------ DATA PROVIDED ------

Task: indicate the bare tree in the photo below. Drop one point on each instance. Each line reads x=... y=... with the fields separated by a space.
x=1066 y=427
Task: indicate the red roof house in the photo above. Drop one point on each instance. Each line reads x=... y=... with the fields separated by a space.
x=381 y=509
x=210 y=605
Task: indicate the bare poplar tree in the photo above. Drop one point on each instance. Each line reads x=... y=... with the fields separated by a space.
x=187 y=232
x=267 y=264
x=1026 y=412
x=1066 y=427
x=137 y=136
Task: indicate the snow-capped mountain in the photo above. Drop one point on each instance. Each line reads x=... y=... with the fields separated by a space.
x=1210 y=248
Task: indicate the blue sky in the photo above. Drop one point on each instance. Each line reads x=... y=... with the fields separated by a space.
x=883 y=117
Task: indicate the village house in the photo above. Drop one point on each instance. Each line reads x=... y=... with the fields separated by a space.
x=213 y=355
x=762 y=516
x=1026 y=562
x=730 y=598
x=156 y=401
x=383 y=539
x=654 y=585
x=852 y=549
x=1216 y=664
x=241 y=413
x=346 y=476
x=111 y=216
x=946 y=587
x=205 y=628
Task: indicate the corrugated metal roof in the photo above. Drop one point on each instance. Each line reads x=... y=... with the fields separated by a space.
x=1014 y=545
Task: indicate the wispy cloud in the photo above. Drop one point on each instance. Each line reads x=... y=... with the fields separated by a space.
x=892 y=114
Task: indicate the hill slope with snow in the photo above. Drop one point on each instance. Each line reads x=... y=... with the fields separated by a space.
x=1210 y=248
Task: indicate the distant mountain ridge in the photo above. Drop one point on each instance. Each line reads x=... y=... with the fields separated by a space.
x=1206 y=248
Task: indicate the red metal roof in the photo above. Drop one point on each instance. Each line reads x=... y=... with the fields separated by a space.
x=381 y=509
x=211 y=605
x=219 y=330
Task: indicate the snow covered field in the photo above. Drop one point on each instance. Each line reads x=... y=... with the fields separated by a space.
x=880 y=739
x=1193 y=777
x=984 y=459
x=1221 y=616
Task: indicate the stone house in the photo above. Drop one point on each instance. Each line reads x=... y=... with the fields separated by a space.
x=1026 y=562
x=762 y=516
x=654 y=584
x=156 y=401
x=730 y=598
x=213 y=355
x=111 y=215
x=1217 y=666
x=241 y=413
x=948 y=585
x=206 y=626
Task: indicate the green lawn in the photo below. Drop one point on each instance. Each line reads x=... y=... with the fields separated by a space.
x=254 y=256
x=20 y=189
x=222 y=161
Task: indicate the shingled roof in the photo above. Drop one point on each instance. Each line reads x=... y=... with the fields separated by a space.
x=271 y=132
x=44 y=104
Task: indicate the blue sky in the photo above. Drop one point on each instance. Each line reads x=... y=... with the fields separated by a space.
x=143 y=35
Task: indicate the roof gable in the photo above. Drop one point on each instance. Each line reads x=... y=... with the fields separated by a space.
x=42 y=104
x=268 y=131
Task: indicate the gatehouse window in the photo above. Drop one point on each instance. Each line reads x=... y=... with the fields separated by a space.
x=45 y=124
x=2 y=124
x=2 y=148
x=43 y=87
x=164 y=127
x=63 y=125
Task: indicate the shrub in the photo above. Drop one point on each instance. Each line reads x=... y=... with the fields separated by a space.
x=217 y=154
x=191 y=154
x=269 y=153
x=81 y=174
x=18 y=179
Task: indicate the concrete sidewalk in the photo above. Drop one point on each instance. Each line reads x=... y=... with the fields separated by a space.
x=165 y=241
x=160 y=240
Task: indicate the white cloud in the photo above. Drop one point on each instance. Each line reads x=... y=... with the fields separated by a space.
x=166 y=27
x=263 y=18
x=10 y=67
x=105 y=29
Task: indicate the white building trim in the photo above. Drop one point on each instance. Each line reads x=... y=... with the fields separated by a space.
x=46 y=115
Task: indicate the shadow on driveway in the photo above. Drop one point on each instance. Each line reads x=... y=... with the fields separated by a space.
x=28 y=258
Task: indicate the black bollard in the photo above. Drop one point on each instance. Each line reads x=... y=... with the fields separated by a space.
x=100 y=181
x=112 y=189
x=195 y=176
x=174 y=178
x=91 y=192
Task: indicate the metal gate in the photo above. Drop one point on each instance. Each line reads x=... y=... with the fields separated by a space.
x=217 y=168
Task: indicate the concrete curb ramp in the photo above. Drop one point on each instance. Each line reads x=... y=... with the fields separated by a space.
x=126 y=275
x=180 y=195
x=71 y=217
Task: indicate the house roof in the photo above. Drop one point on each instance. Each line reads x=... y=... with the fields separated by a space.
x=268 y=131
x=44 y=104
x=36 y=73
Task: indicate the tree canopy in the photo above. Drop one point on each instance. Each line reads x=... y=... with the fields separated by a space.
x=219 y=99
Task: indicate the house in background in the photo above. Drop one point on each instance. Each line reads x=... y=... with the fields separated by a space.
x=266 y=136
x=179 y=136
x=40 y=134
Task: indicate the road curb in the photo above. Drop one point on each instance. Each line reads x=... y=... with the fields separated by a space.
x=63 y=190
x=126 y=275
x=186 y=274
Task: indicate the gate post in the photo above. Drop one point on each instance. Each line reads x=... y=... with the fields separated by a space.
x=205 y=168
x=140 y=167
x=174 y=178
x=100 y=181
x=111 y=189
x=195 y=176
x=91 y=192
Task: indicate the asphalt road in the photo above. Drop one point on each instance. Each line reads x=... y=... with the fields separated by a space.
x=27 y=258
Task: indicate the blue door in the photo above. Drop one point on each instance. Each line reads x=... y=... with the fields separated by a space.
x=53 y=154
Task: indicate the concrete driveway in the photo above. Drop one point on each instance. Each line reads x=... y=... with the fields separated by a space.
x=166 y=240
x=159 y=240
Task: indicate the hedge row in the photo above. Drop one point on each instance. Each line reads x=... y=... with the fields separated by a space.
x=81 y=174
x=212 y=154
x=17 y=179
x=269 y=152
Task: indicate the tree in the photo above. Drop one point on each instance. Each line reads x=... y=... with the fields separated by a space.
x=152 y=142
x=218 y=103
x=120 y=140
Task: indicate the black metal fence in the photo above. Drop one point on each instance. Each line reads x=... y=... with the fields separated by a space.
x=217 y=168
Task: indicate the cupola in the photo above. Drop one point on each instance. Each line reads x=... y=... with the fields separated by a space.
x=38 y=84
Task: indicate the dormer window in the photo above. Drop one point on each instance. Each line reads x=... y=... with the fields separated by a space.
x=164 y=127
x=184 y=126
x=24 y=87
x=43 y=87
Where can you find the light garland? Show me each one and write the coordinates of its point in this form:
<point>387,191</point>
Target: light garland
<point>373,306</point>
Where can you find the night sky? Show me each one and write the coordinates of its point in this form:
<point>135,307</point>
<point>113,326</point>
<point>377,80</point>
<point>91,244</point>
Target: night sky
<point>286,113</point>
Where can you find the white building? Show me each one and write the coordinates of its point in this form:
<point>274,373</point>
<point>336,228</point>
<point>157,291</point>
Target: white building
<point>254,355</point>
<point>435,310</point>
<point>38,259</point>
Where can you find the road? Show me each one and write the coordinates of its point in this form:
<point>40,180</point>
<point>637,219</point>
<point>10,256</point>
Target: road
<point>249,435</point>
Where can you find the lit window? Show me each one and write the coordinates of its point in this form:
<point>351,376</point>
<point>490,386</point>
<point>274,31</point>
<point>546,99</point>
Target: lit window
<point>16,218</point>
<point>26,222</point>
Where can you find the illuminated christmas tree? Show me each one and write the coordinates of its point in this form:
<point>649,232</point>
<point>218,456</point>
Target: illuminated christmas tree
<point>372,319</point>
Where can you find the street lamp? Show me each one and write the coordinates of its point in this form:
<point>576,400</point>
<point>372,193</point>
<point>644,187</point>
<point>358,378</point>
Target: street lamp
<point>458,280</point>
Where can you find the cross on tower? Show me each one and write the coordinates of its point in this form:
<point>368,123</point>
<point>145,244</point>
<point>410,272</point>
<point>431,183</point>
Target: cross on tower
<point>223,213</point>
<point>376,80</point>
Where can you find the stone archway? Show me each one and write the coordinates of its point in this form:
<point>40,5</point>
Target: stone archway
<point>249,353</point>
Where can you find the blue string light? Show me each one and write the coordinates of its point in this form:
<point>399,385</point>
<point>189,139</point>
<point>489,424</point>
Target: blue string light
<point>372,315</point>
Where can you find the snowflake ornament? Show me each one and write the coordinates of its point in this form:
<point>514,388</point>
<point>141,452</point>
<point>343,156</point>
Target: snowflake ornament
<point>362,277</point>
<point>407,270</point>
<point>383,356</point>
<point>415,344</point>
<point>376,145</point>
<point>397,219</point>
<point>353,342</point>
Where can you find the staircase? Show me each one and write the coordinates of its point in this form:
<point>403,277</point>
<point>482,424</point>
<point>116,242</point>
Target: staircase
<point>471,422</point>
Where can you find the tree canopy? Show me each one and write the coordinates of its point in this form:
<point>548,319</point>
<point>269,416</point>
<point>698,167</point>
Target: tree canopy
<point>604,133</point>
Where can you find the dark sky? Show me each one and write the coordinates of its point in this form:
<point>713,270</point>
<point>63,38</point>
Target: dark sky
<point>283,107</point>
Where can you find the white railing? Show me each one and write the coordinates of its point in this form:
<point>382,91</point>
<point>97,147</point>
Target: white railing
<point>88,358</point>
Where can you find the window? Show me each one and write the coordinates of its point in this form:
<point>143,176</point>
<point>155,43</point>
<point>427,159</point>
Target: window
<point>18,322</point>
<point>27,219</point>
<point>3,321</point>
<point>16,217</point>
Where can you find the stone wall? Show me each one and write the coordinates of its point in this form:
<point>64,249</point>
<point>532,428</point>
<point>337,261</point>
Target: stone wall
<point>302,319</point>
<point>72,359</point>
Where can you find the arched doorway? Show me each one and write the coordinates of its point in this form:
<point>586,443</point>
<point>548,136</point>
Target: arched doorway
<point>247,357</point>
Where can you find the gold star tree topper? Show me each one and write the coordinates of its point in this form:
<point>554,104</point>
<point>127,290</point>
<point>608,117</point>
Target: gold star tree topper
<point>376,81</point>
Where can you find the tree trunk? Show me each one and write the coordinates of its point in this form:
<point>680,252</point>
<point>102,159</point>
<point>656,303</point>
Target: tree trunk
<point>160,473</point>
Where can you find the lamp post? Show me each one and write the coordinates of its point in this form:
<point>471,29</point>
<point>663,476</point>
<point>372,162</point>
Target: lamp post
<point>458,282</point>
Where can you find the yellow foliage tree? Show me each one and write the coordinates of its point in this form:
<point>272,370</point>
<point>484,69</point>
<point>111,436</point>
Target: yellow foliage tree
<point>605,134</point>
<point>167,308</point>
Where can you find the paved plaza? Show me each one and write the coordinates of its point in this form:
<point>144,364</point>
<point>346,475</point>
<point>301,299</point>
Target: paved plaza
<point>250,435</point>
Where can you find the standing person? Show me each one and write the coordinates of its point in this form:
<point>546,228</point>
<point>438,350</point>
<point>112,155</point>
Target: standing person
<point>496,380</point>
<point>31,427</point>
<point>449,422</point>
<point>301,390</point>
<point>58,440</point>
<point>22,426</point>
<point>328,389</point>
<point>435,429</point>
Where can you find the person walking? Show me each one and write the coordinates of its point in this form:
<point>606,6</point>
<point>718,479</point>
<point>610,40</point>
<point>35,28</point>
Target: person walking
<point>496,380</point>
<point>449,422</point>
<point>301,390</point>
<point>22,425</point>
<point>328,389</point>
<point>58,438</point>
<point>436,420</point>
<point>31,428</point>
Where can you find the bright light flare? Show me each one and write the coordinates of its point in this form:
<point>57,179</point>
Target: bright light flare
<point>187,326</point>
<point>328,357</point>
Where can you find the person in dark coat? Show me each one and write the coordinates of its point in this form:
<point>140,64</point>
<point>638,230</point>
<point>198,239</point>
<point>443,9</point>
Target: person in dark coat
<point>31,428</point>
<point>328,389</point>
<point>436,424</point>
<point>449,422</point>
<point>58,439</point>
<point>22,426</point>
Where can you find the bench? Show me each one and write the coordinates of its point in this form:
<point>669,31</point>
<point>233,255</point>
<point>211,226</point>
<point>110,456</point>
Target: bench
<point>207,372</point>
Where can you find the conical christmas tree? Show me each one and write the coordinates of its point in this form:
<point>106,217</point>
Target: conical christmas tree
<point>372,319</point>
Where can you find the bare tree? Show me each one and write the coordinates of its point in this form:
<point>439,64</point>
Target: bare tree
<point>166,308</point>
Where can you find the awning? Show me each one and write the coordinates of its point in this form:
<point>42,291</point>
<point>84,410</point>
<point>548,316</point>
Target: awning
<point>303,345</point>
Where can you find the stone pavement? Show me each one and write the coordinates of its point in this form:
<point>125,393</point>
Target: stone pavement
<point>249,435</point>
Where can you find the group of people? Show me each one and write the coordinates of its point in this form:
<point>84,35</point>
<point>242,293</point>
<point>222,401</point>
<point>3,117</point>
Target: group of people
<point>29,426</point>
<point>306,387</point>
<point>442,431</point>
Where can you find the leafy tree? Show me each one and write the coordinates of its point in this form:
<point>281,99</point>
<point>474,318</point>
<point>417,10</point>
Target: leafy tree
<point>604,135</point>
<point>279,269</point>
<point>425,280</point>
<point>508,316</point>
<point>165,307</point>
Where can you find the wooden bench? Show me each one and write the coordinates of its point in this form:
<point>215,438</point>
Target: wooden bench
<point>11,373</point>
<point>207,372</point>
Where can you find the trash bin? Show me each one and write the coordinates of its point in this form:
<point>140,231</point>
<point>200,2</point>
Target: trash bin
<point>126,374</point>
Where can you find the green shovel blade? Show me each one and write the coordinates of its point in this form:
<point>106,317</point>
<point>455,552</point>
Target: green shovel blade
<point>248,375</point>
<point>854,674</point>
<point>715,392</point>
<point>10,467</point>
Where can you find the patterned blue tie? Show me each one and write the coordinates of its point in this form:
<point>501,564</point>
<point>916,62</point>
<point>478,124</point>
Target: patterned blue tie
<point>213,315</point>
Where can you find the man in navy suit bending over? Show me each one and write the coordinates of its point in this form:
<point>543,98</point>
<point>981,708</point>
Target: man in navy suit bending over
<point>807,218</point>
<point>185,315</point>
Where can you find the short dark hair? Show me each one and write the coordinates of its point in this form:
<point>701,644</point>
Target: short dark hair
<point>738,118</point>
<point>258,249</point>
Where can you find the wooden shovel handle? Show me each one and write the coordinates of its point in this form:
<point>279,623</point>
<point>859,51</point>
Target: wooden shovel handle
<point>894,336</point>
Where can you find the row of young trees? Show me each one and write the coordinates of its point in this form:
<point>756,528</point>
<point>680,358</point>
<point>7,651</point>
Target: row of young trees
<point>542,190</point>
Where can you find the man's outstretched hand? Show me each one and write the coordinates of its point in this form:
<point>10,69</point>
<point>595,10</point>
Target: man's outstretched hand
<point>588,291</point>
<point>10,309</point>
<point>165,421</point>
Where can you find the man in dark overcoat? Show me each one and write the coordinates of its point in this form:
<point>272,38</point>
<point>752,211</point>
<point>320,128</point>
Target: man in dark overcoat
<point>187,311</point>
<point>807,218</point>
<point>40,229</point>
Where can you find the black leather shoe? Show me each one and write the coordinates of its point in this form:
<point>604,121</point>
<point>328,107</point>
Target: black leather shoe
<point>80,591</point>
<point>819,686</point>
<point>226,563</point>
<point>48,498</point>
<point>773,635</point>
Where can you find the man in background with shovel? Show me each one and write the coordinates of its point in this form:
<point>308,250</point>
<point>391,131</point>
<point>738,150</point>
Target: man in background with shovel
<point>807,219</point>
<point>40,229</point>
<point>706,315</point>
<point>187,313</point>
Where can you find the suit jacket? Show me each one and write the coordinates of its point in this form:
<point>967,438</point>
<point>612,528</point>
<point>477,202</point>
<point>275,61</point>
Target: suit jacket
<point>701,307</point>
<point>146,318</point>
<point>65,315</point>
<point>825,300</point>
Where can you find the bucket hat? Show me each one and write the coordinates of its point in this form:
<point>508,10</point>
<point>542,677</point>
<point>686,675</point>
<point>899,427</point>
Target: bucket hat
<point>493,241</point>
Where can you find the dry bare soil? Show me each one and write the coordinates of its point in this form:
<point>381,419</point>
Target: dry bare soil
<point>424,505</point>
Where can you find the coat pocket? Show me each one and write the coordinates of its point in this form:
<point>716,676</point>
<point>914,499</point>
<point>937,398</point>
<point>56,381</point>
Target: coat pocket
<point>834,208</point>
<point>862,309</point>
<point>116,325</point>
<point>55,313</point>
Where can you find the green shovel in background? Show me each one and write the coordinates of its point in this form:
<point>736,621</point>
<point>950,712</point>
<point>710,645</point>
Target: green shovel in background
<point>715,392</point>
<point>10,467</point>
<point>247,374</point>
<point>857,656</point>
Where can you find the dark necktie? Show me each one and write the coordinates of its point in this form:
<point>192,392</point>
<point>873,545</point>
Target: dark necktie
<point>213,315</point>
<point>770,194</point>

------

Can you reproduce word for word the lines of the material above, from the line containing "Task: indicate the corrugated" through the line containing "x=892 y=114", with both of those lines included?

# [TASK OUTPUT]
Task: indicate the corrugated metal roof in the photo above. Drop one point on each instance. Each line reads x=... y=... with the fields separated by a space.
x=1014 y=545
Task: indicate the wispy cloud in the photo above. Drop one point on each instance. Each line reads x=... y=... with the fields separated by a space.
x=892 y=114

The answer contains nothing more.